原文:
行政書士中村和夫の独り言

外国人雇用・採用コンサルティング、渉外戸籍、入管手続等を専門とする26年目の国際派行政書士が好き勝手につぶやいています!

勉強不足の同業者の意見に呆れる!

2015-11-08 00:24:19 | 行政書士のお仕事
 夫婦で別々の姓を名乗ることを認めない民法の規定は、

 憲法が保障する「婚姻の自由」を侵害しているなどとして、

 5人の男女が国に損害賠償を求めている最高裁大法廷の弁論

 について述べた同業者の意見のレベルの低さに呆れた!

 
 そもそも、夫婦別姓の選択権は、実は実務上では

 既に一部の日本人女性に認められているのだ!

 それは、外国人と婚姻した日本人女性である。

 在留資格や渉外戸籍等の国際業務に従事している

 行政書士ならば、誰でも知っていることであるが、

 敢えてここに書いておこう!

 例えば、ロバート・スミスさんと結婚した山田花子さんという

 日本人女性がいたとしよう。

 山田花子さんは、日本人であるから、スミスさんとの婚姻により、

 自らを筆頭者とする戸籍が新たに編成される。

 そして、スミスさんとの婚姻により、スミス花子としても良いし、

 山田花子のままでも構わないのであり、

 その姓の選択権は6ヶ月間あるのである。

データ欄:

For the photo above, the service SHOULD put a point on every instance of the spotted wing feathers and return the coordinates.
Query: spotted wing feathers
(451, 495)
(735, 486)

記述問題:
原文によると、外国人と婚姻した日本人女性が姓を選べる期間はどれだけあるか。 原文の記述だけを根拠にして答えること。

解答例:
その姓の選択権は6ヶ月間ある。